◆ ABOUT THIS TASK
Images are to be omitted, and the rest of the records reproduced exactly.

[Records from a data collection]
★ ★ ★ ★ ★
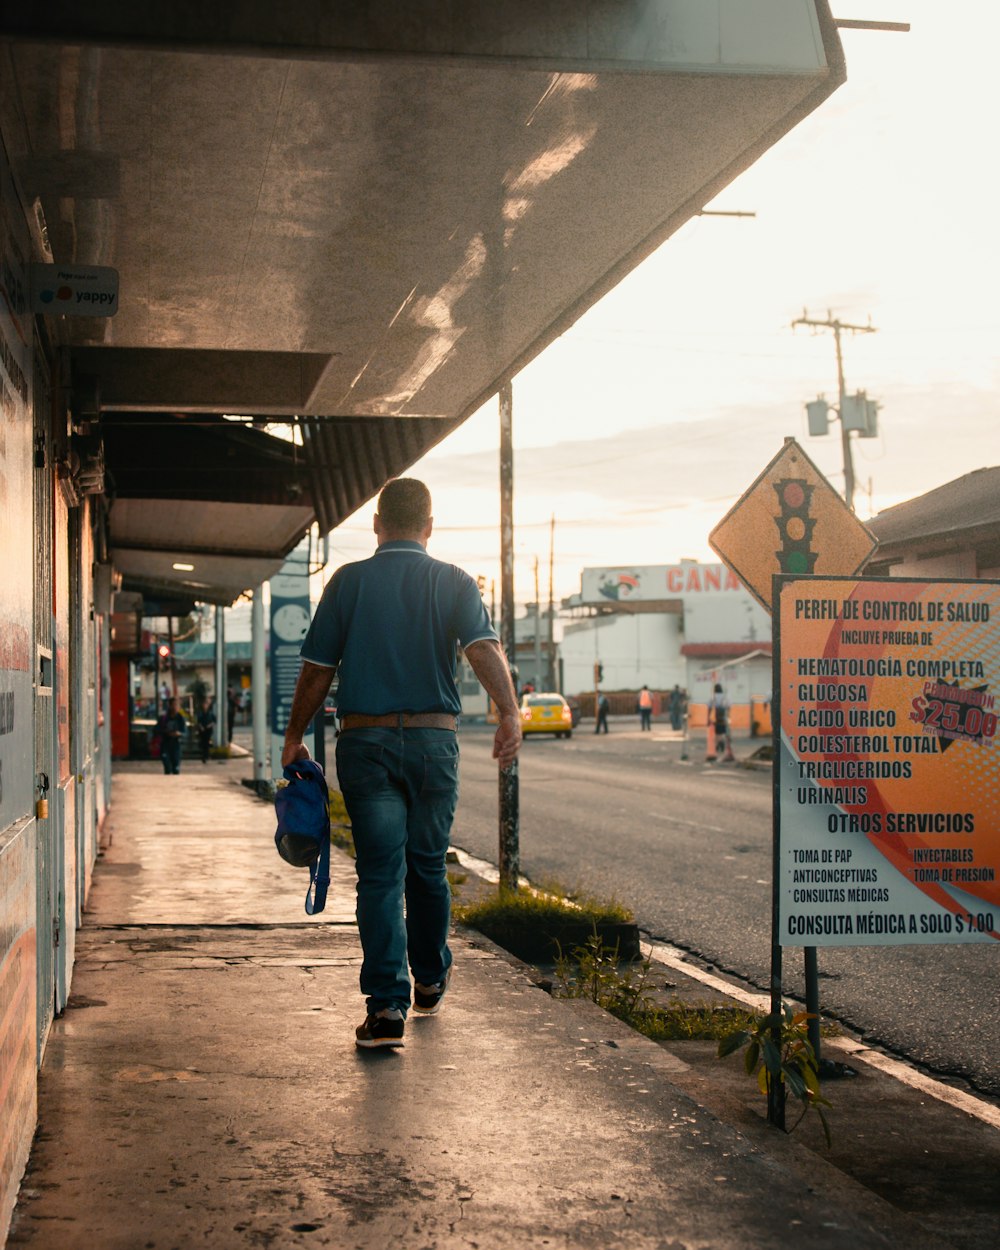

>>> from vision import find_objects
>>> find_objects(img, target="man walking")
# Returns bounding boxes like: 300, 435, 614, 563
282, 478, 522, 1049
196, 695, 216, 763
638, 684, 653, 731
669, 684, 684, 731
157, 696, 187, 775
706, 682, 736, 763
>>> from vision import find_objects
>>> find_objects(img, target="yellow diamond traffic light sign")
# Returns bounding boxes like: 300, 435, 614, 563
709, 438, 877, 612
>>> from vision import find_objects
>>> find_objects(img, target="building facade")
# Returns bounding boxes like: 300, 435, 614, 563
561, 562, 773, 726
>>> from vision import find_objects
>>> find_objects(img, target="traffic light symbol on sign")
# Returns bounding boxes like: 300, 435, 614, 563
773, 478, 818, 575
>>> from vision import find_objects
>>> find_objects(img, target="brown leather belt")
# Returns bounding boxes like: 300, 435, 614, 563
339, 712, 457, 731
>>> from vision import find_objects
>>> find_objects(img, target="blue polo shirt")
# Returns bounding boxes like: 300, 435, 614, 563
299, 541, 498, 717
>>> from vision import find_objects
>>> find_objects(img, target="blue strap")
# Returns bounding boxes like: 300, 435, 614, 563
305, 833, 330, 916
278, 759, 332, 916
★ ★ ★ ★ ★
◆ REPLY
>>> from vision import find_objects
>>> find_objects(img, target="man walking")
# Returns bounding boxes like: 300, 435, 614, 563
282, 478, 522, 1049
196, 695, 216, 763
638, 684, 653, 731
669, 684, 684, 731
157, 696, 187, 775
706, 682, 736, 763
>>> from vision import find_objects
>>> find_objects(img, target="yellow diamond traffic light sign")
# Returns bounding boxes like: 300, 435, 614, 563
709, 438, 877, 612
>>> from vision import find_objects
>>> find_objects(img, target="building facade")
# Returns bounding boxes like: 300, 435, 614, 563
561, 562, 773, 726
>>> from vision import find_objects
>>> find_objects(img, target="traffic light symbol on sign")
# Returns bounding boxes like: 300, 435, 614, 563
773, 478, 818, 575
>>> from vision import find_objects
>>> find_objects(img, target="brown leather belt")
# Returns bounding boxes like: 300, 435, 614, 563
339, 712, 457, 731
>>> from vision import find_objects
>>> find_objects(img, target="blue polo shirt")
# Returns bounding boxes like: 300, 435, 614, 563
299, 541, 498, 717
>>> from vision import find_objects
>>> find_objects(img, target="blue strap")
# Returns bounding boxes like: 300, 435, 614, 563
305, 833, 330, 916
278, 759, 332, 916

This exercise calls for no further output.